#### RECORDS PROVIDED
******

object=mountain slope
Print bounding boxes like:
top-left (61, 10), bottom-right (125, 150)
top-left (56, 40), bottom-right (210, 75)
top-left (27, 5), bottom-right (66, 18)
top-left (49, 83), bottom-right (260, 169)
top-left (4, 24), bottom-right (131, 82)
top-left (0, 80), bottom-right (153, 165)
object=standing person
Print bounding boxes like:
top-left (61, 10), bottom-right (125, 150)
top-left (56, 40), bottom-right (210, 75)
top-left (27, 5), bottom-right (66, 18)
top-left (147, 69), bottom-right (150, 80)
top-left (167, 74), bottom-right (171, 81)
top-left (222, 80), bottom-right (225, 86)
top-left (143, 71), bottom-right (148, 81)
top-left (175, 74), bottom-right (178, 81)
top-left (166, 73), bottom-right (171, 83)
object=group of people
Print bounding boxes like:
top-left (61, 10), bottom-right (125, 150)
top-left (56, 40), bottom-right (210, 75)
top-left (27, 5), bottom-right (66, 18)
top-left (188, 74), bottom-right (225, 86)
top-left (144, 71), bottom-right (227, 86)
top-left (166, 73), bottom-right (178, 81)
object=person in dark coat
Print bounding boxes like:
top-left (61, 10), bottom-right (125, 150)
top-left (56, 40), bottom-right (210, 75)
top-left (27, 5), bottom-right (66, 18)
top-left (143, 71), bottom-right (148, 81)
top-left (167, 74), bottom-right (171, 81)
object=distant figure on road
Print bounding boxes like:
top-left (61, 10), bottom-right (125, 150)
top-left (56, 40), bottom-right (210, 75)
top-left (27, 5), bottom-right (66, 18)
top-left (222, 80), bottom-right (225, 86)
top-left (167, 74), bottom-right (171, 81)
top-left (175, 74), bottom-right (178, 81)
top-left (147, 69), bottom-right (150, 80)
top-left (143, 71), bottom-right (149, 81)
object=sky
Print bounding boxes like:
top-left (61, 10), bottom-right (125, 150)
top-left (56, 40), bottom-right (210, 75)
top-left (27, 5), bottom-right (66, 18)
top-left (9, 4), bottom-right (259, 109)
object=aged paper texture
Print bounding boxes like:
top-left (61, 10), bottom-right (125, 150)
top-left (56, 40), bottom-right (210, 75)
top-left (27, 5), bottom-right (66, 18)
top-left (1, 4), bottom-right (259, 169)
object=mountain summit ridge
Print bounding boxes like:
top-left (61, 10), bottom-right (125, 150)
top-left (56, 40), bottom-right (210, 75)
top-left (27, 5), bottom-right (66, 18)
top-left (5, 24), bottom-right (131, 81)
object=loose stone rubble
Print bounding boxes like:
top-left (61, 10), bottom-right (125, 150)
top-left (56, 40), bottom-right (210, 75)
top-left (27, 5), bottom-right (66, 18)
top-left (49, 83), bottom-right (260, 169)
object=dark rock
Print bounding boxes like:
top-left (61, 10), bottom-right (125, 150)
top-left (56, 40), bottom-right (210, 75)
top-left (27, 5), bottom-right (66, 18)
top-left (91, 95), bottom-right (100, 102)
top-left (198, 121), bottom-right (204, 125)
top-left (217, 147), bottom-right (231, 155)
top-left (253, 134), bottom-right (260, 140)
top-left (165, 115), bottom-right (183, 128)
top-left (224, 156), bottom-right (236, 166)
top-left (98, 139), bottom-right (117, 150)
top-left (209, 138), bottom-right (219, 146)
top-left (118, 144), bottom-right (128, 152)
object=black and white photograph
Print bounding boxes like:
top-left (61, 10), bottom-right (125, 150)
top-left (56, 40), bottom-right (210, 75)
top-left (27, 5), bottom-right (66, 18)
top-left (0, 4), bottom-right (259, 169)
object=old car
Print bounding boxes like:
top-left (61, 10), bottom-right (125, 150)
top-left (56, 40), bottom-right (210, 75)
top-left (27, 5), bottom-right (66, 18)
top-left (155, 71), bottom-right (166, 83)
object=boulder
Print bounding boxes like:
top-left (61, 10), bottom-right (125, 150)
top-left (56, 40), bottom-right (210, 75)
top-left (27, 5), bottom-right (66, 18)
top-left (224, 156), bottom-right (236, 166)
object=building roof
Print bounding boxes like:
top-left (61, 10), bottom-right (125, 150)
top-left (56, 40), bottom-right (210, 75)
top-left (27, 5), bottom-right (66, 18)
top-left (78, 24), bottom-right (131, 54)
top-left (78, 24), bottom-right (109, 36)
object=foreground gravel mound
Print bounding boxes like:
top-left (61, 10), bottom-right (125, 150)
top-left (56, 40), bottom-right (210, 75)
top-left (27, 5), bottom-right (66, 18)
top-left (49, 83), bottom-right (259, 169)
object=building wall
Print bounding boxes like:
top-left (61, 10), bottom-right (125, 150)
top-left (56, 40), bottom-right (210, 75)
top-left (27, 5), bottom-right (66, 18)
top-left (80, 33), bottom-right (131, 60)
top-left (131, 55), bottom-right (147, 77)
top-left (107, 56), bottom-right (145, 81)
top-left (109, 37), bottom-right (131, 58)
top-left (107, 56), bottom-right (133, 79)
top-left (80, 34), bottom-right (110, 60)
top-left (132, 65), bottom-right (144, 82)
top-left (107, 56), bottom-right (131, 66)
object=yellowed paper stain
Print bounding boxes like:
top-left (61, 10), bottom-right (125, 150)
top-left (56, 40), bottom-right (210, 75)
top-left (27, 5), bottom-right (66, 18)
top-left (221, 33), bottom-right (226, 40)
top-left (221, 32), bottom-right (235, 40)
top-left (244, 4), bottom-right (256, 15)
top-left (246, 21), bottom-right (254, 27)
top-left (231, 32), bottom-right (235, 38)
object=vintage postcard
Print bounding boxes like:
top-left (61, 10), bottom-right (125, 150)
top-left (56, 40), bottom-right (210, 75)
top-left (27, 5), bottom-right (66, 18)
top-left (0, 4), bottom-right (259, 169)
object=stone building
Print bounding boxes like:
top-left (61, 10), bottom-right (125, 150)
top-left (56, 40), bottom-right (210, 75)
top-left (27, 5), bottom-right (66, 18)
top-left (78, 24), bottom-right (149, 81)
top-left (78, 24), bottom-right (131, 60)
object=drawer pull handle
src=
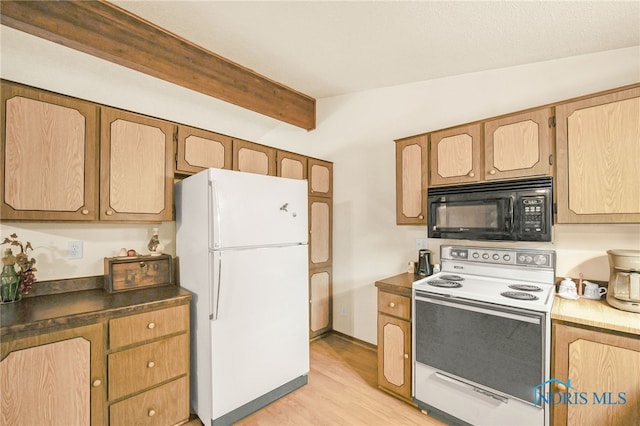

******

The answer must consist of each line from the entries that contains the string "paper".

#### SOLUTION TO THE PROBLEM
object=aged paper texture
object=yellowed paper stain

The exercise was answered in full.